A medicação pode ser necessária quando os sintomas de ansiedade são incapacitantes, persistentes ou não respondem adequadamente às intervenções psicoterapêuticas, como em casos de transtorno de ansiedade generalizada, transtorno de pânico e ansiedade social severa.
Dificuldade médica
A dificuldade de estabelecer conexão entre sintomas físicos e saúde mental pode decorrer da segmentação tradicional na medicina, em que o corpo e a mente são tratados como entidades separadas, diz Danila.
Em contextos de pressão por diagnósticos rápidos e objetivos, a ansiedade pode ser subdiagnosticada, especialmente quando o paciente não verbaliza seus estados emocionais ou não associa suas preocupações com o impacto físico que está sentindo.
Arthur H. Danila, psiquiatra
Redes sociais x ansiedade
Diversos estudos têm relacionado o uso problemático das redes sociais à ansiedade. Segundo a psiquiatra Tâmara Marques Kenski, o uso excessivo das redes sociais tem contribuído para a ansiedade e a depressão, gerando comparação social, sentimento de inadequação, exposição ao cyberbullying e a conteúdos negativos.
Além disso, o uso excessivo da rede social pode gerar isolamento social, dificultar as relações interpessoais saudáveis, piorando os sintomas de depressão.
Tâmara Marques Kenski, psiquiatra
Os algoritmos das redes sociais podem ser responsáveis por exacerbar esses sentimentos, na opinião da psicóloga e neurocientista do comportamento Emili Barberino, que estuda o tema. É o que ela chama de ansiedade algorítmica —o impacto da exposição contínua e personalizada a conteúdos nas redes sociais, determinados pelos algoritmos, que podem intensificar sentimentos de ansiedade.
O algoritmo prioriza postagens que geram mais engajamento, muitas vezes polêmicas ou alarmistas, e isso pode amplificar o medo de estar desatualizado, a sensação de urgência e a necessidade constante de validação social.

---

(PEDIDO DE TRABALHO 1)
Repita sem alterações o trecho sobre ansiedade, de "Dificuldade médica" a "que está sentindo.".
(PEDIDO DE TRABALHO 2)
Retome o trecho sobre ansiedade e redes sociais a partir do ponto em que ele para.
Os dados não têm relação com o trecho sobre ansiedade.

(SEGMENTO DE DADOS)

---

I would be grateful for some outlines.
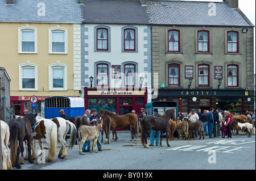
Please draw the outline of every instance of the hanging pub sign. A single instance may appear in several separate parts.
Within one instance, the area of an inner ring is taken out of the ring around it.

---

(RESULTADO DA TAREFA 1)
Dificuldade médica
A dificuldade de estabelecer conexão entre sintomas físicos e saúde mental pode decorrer da segmentação tradicional na medicina, em que o corpo e a mente são tratados como entidades separadas, diz Danila.
Em contextos de pressão por diagnósticos rápidos e objetivos, a ansiedade pode ser subdiagnosticada, especialmente quando o paciente não verbaliza seus estados emocionais ou não associa suas preocupações com o impacto físico que está sentindo.

(RESULTADO DA TAREFA 2)
Emili Barberino, psicóloga
Os aspectos neurobiológicos da ansiedade algorítmica estão ligados ao sistema de recompensa do cérebro. O uso das redes sociais estimula a liberação de dopamina, o que gera uma sensação de prazer temporário. "No entanto, a exposição contínua a conteúdos selecionados por algoritmos pode ativar repetidamente o sistema de resposta ao estresse, levando a um aumento dos níveis de cortisol e a uma sobrecarga do sistema nervoso, o que gera ansiedade", alerta.
O excesso de uso das redes sociais também tem levado muitos usuários a dormirem mal, com interrupções durante a noite que não permitem sonos profundos e regeneradores, contribuindo para o aumento da ansiedade, diz Kenski.
Grupos mais vulneráveis
Adolescentes e jovens adultos são especialmente vulneráveis aos efeitos negativos das redes sociais. Essa faixa etária está em um período de desenvolvimento da identidade e é mais suscetível à comparação social, busca por validação externa e influência de padrões de beleza irreais. "Além disso, mulheres e indivíduos com baixa autoestima ou histórico de problemas de saúde mental também podem ser mais suscetíveis", diz Barberino.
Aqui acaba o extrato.